● **Work to complete**
Please gather every line of the listing below that contains the word "float" and copy each such line in full.

● **Dataset entries**
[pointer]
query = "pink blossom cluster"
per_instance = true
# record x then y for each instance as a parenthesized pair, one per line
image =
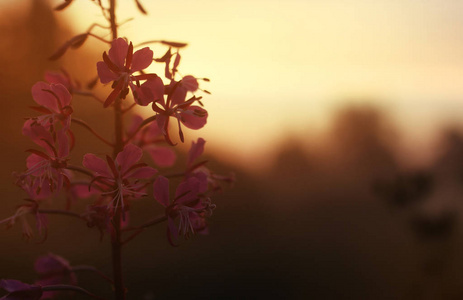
(110, 183)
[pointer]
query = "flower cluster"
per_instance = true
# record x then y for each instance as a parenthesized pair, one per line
(110, 183)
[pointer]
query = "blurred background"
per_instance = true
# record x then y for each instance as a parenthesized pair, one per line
(341, 120)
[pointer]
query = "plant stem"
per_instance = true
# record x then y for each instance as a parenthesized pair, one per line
(116, 245)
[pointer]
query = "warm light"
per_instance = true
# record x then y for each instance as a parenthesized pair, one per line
(278, 66)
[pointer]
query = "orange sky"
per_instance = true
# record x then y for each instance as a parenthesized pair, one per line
(279, 66)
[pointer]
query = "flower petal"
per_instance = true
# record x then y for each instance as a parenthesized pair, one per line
(194, 117)
(143, 172)
(196, 150)
(118, 52)
(62, 92)
(105, 74)
(141, 59)
(190, 83)
(97, 165)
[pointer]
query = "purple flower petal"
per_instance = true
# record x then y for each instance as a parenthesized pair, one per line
(142, 59)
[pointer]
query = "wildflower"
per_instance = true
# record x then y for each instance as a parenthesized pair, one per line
(176, 105)
(55, 104)
(188, 206)
(118, 67)
(48, 166)
(120, 177)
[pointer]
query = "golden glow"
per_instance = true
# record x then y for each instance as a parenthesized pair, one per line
(286, 65)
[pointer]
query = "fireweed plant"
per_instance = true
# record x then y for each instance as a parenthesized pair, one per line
(114, 180)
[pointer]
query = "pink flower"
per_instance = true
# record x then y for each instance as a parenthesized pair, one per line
(188, 205)
(176, 105)
(18, 290)
(118, 67)
(149, 139)
(49, 166)
(55, 104)
(53, 270)
(120, 177)
(29, 208)
(62, 78)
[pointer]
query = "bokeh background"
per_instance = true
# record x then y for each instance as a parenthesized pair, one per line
(340, 119)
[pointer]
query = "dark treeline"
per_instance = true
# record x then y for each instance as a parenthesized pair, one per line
(339, 221)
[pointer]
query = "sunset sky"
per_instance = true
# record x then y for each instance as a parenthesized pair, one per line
(286, 66)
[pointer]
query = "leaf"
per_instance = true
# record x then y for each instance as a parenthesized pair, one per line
(140, 7)
(63, 5)
(174, 44)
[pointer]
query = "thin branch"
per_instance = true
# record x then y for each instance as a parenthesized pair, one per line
(61, 212)
(85, 125)
(79, 169)
(142, 124)
(88, 94)
(64, 287)
(131, 237)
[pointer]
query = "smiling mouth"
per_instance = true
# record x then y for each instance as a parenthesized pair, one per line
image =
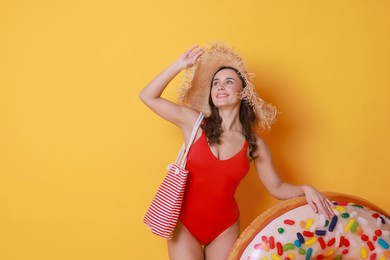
(222, 95)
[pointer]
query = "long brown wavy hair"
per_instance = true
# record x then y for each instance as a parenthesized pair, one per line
(212, 126)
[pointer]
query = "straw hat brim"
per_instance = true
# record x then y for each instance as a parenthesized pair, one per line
(194, 90)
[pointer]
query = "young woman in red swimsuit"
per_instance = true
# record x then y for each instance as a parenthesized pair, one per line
(219, 86)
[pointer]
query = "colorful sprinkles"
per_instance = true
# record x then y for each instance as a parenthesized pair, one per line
(351, 232)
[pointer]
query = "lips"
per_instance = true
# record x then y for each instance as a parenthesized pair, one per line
(222, 95)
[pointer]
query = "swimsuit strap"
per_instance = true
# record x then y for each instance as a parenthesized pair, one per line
(181, 158)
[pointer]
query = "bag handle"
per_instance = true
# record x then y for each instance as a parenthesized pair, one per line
(181, 159)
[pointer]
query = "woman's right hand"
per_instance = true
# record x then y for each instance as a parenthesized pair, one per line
(189, 58)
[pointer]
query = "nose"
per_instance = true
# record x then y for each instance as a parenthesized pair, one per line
(221, 87)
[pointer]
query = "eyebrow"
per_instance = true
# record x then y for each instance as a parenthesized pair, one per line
(226, 78)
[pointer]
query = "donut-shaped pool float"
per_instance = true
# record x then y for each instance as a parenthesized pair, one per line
(291, 230)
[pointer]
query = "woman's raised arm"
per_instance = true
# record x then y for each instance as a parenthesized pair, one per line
(151, 94)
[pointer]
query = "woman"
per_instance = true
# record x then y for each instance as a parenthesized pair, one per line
(218, 84)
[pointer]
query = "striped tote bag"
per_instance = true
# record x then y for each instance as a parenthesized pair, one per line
(163, 213)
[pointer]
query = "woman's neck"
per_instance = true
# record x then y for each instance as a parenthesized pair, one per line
(230, 120)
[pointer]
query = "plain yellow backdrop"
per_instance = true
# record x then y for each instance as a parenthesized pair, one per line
(81, 156)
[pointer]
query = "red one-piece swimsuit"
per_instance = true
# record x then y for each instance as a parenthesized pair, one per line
(209, 206)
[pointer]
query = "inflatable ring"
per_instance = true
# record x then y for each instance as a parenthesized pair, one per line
(291, 230)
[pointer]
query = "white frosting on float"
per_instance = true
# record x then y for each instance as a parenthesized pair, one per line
(355, 232)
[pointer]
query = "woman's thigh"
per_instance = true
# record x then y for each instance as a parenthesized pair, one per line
(220, 247)
(184, 245)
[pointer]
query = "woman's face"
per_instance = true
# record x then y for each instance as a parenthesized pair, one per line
(225, 87)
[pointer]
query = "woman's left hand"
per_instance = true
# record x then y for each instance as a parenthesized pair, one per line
(318, 202)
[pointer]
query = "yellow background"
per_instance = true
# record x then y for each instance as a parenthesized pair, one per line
(81, 157)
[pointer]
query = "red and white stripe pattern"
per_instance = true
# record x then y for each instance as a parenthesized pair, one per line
(164, 211)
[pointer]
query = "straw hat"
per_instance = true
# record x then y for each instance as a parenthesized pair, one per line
(194, 90)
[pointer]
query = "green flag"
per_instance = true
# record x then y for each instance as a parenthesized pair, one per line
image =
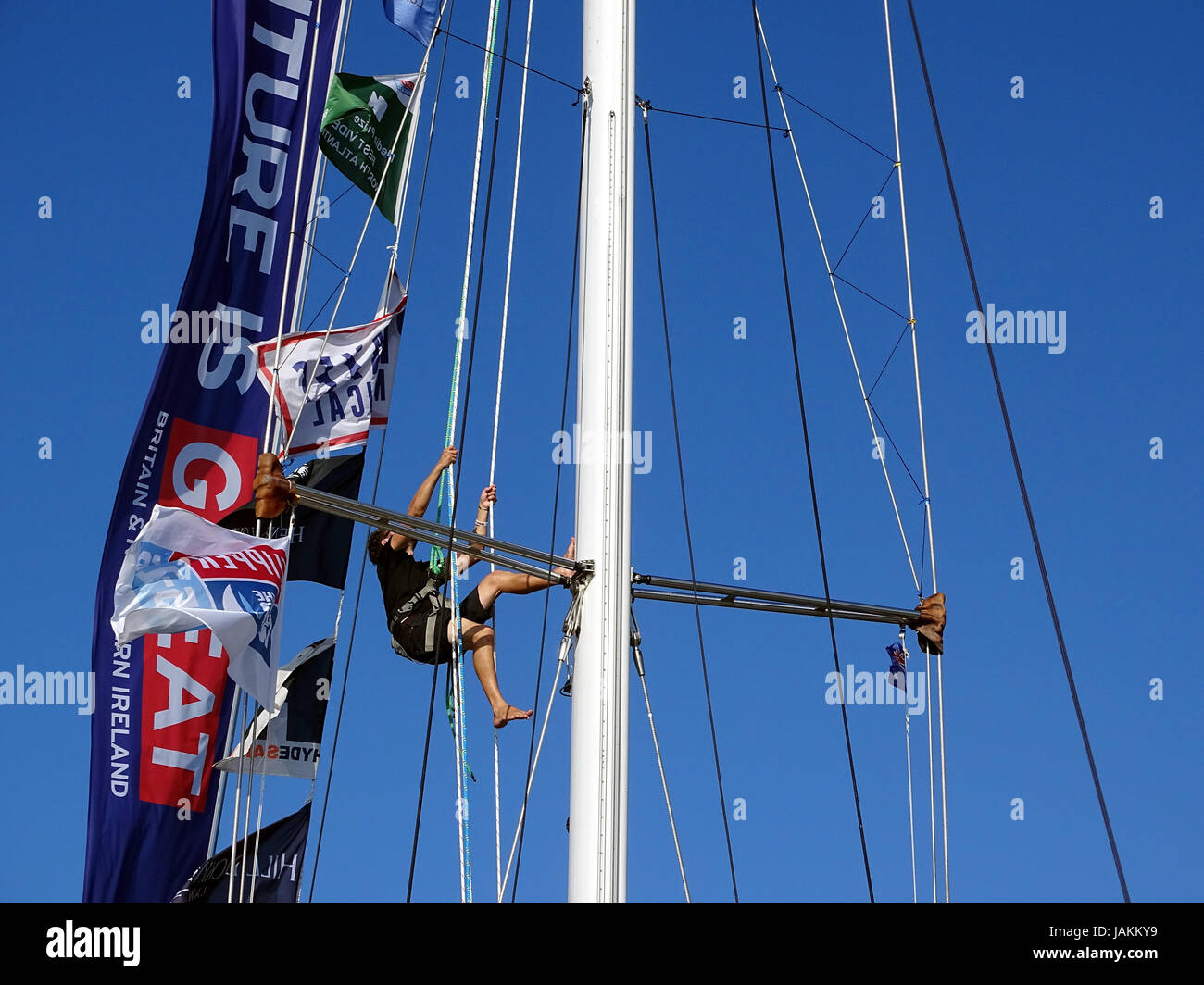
(359, 131)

● **Solution**
query = "donut-shaped pool float"
query = "white frosting on float"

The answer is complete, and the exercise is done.